▶ [PASSAGE SHOWN]:
-*-

In a crowded market, small fleets can’t afford to take their eyes off the competition.

In a crowded market, small fleets can’t afford to take their eyes off the competition.

To be a fleet of fewer than 100 trucks in America today is to be a long-tailed cat in a room full of rocking chairs: every move fraught with risk, perils at every turn. Large fleets can outpace, outperform, outbuy, outhire and outlobby the smaller fleets. Enforcement has an easier time picking them off because they tend to lack (for the time being) the sophisticated and disciplined approach to safety and management that are hallmarks of many a larger fleet.

Still, the vast majority of truck fleets in the country consist of 200 trucks or less – more often than not, fewer than 25 trucks. They show no sign of disappearing anytime soon, though odds on their long-term survival seem to be stacking up against them.

One of the fleets we spoke with for this story offered an off-the-record remark that is simply too revealing to omit: “There was a period for us when new trucks were out of the question. We did what we could with maintenance and repairs, and I’m convinced the trucks were safe, but if CSA had been in effect when I started this business, we would not be here today.

“I’m not sure how today’s 5- to 10-truck fleets, with rates the way they are now, are carving out the money they need to make the safety improvements.”

So, if there was a time when an owner-operator could build a small fleet on his or her near tireless energy, perseverance and personal sacrifice, what does it take to grow a small fleet today? According to those we spoke with, it takes wits, an unerring eye on costs, and service, service, service.

-*-

▶ [GIVEN MATERIAL]:
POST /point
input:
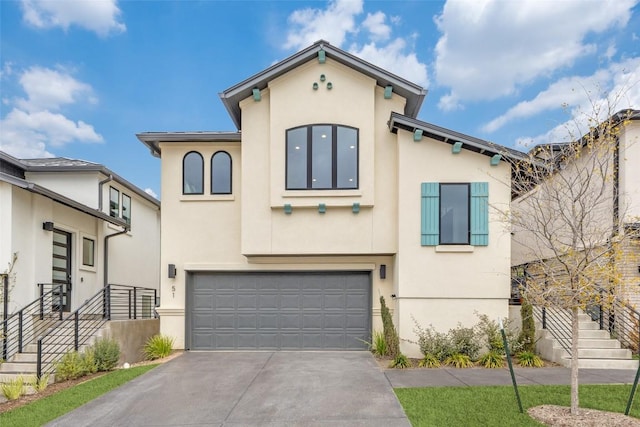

-*-

▶ [REQUIRED ACTIONS]:
A. For each statement, say yes or no depending on whether the small-fleet article supports it, and quote the deciding words: (i) Most truck fleets in the country have 200 trucks or less. (ii) The fleet quoted off the record was always able to buy new trucks. (iii) Large fleets can outlobby smaller ones.
B. According to the small-fleet article, what does it take to grow a small fleet today?
C. Carry on the small-fleet article from its last sentence.
The material has nothing to do with the small-fleet article.

▶ [ANSWER SET]:
A.
(i) Yes: "the vast majority of truck fleets in the country consist of 200 trucks or less"
(ii) No: "There was a period for us when new trucks were out of the question."
(iii) Yes: "Large fleets can outpace, outperform, outbuy, outhire and outlobby the smaller fleets."

B. Wits, an unerring eye on costs, and service, service, service.

C.
A common thread with the successful fleets we spoke to is service. They all say they have established relationships with their customers that allow them to charge more than the prevailing rate. They earn that rate by going above and beyond delivering the service.

Keith Tuttle, president of Motor Carrier Service Inc. of Northwood, Ohio, says, “We do many things for our customers that the huge carriers cannot do. We put a service moat around them to keep others out  – the specialty stuff, the last minute calls, the weekend stuff,” he says. “The idea is to make the customer look good to their customers and they will keep coming back to you.”

In another market, where service is harder to differentiate, Rich Hernandez of Mustang Express runs team loads out of El Paso, Texas. With 27 tractor and 55 trailers, he’s hardly the biggest fish in the pond, but that’s not his goal. He wants to keep a reasonable flock of customers happy so his phone will keep ringing.

“For me, it’s about reliability and transparency,” he says. “I can’t haul every load, but the customers who trust me with their freight know I’ll be there when I say I will, and if something goes wrong, I’m on the phone working it out. I believe they appreciate my honesty and effort, because they keep calling back.”

Hernandez says he has a handful of customers that are always shopping for rates. They get the same service as his best customers, but when he has to prioritize something, they won’t be at the top of his list.

Unsavory work, like running the Eastern Seaboard, can pay premium dollars. Look for niches that nobody else wants to handle.

Unsavory work, like running the Eastern Seaboard, can pay premium dollars. Look for niches that nobody else wants to handle.

“I don’t spend a lot of time with those customers because I know they will do it again,” he says. “I think my rate is fair. The customer either sees the value or they don’t. I’ve recognized them for what they are and I treat them accordingly. I look after my good shippers and take care of the rest as best I can.” The key, Hernandez says, is knowing the difference.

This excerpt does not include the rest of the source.